- _Aim of the exercise_
The response should contain only those lines of the entries below that include the string "girl".

- _Data records_
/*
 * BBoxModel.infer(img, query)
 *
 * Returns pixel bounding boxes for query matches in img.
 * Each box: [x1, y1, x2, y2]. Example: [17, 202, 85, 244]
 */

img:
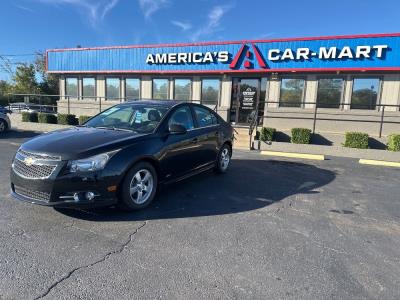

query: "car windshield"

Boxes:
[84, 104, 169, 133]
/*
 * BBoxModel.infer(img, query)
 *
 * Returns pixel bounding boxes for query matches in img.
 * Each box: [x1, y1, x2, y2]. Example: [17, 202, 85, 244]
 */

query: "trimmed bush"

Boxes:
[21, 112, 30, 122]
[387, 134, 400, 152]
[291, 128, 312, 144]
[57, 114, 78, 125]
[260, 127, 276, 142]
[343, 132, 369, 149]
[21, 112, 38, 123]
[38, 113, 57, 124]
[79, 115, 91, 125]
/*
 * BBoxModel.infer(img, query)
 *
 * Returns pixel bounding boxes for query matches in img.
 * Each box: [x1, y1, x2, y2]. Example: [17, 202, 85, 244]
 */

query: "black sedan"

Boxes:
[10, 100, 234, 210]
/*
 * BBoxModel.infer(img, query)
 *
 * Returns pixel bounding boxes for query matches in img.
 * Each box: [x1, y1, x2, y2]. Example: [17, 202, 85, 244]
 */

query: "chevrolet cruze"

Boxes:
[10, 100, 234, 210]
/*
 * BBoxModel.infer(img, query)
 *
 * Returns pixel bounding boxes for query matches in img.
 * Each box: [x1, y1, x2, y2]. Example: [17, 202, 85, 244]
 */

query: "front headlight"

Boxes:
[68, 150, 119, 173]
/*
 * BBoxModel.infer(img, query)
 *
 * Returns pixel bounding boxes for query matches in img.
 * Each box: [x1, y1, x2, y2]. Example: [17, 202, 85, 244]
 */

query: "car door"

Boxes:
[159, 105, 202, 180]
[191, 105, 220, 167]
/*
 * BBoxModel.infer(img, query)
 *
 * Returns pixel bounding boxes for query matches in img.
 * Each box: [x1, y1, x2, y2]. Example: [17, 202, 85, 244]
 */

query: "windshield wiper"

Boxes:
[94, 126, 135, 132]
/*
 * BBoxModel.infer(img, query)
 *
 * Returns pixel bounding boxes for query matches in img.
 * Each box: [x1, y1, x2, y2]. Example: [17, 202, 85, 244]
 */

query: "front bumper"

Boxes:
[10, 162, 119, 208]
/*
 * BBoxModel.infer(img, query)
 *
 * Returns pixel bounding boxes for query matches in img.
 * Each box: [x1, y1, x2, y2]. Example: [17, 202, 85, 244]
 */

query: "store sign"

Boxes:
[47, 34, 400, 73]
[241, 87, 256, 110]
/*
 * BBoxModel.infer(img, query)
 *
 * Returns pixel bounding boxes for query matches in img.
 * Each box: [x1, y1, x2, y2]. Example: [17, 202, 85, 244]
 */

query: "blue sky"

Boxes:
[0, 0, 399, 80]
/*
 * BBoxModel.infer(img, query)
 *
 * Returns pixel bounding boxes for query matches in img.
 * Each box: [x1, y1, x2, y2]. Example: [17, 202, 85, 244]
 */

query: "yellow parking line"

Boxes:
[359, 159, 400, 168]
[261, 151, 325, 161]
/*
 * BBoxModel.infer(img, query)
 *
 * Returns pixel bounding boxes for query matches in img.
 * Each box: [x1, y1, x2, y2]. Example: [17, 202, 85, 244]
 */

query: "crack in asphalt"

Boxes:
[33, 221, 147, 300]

---

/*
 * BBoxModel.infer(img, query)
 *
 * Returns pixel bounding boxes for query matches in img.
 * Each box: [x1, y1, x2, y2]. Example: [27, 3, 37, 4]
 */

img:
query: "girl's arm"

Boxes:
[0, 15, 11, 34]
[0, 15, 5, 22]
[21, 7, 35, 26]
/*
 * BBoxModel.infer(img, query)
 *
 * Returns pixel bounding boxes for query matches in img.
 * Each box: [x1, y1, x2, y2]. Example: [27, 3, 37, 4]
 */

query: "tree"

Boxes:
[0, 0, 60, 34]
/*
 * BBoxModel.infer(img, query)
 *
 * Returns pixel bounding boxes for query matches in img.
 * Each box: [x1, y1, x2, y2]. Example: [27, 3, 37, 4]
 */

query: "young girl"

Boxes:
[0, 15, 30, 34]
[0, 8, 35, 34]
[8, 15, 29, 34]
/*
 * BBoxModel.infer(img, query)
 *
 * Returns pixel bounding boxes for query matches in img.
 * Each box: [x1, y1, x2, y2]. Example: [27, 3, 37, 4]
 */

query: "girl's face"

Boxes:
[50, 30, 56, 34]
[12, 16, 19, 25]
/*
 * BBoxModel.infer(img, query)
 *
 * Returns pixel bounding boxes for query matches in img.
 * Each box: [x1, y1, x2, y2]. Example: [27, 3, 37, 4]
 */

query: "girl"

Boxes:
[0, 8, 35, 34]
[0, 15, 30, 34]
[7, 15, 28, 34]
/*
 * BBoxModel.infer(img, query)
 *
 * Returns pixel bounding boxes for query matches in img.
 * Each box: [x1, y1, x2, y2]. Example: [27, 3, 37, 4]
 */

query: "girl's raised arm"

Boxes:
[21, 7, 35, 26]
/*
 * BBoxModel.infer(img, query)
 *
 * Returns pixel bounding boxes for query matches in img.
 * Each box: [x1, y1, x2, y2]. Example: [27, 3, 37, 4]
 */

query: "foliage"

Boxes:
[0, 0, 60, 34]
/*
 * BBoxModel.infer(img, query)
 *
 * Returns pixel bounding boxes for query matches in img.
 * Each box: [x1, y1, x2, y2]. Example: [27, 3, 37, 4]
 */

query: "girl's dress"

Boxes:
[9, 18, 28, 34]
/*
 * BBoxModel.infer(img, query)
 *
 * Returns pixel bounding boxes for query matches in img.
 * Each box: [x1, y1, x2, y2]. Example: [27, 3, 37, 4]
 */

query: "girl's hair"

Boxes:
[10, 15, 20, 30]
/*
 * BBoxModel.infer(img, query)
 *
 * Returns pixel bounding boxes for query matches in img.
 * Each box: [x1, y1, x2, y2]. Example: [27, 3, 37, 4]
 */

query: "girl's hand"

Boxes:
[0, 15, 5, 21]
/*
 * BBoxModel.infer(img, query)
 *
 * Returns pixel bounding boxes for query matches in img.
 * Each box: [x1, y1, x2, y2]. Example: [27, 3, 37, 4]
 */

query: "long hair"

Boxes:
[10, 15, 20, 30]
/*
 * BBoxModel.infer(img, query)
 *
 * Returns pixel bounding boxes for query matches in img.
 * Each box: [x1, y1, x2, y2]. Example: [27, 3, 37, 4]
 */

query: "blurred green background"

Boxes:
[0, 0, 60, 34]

- _Completed exercise_
query: "girl's arm"
query: "young girl"
query: "girl's face"
query: "girl"
query: "girl's raised arm"
query: "girl's dress"
query: "girl's hair"
query: "girl's hand"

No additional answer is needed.